# [Actions to take]
**1.** In the Pharm-AutoML text, how does the default setting impute categorical features?
**2.** Using the Pharm-AutoML text, list every named setting that it describes for feature selection module 1A.

Pharm‐AutoML requires input data to be in comma‐separated values (CSVs) format, which includes both the input features and prediction targets as columns, and the instances are given as rows. The target column consists of binary or multiclass labels (with or without missing values). By default, all the columns, except the prediction target, are treated as input data features, although the user has the ability to explicitly remove specific features. Pharm‐AutoML also supports categorical string data and qualitative data (with or without missing value) in the feature columns. It is noteworthy that if the modelers wish to treat a feature with numerical value as categorical data, Pharm‐AutoML requires the modelers to specify the corresponding feature names in the categorical_features parameter. The user also needs to specify the directory (result_path) as a required parameter to save all the preprocessed data, refitted models, and results plots.

Preprocessing: feature selection and imputation (modules 1 and 2)

There are two modules in the data preprocessing step, feature selection (module 1) and imputation (module 2). We applied two different data preprocessing strategies for the respective branches. In the missing imputation branch, feature selection module (1A) first removes instances that lack prediction targets. In the same module, the algorithm checks if the data have features that take on identical values and removes those features. In addition, the user may manually ignore specific features via the drop_features setting. This allows the instances and features that have a missing fraction higher than the missing_threshold to be dropped. Further, pairs of features found to be redundant when the Pearson correlation coefficient is greater than the setting threshold (correlation_threshold) are identified and the second feature of each pair is removed. Next, the data processed by the feature selection module 1A is passed to the imputation module 2A. The imputation module first removes categorical features with a high ratio to the number of unique subjects (check_diff_cat_threshold), for instance, patient names, then imputes the data based on whether the feature is numerical or categorical (impute_numerical_threshold or impute_categorical_strategy). By default setting (which the user has the ability to change), categorical features are imputed by the most frequent value and numerical features are imputed by the mean value. Finally, categorical features are one‐hot encoded. The Boolean parameter add_nan_label determines if Pharm‐AutoML adds new features to label all missing values. On the other hand, in the Pharm‐AutoML branch B allow missing, none of the imputation strategy is used for features‐selected data. The users are allowed to pass multiple sets of preprocessing parameters to Pharm‐AutoML, thus generating multiple preprocessed data. Pharm‐AutoML saves all of these preprocessed data into result_path as well as passing it to the data split module (module 3).

# [Study material]
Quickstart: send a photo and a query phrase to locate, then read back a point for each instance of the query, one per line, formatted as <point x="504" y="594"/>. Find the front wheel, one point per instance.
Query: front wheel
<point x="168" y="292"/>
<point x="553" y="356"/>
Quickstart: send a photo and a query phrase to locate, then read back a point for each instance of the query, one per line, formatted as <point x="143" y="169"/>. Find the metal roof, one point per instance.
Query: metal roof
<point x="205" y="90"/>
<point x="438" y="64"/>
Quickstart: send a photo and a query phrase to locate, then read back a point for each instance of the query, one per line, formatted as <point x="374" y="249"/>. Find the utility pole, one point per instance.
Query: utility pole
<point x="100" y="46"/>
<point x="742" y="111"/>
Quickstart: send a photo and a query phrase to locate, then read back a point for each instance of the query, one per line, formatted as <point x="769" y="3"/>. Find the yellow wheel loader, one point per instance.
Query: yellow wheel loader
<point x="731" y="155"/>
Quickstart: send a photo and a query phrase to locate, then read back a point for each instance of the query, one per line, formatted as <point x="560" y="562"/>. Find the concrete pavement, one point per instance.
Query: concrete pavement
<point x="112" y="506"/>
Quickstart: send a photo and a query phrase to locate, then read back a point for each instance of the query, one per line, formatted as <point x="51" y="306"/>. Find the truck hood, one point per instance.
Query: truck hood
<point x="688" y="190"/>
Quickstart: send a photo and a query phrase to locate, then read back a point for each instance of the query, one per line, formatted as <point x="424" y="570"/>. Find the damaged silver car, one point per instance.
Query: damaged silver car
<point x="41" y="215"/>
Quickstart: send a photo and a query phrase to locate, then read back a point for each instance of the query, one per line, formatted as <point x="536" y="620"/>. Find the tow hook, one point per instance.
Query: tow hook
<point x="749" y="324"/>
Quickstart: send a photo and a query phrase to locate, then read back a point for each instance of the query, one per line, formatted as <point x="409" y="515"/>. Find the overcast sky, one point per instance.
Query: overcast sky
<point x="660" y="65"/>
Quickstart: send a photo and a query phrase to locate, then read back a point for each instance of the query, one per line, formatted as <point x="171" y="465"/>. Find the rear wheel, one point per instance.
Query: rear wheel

# [Solved tasks]
**1.** By the most frequent value.

**2.** drop_features, missing_threshold, correlation_threshold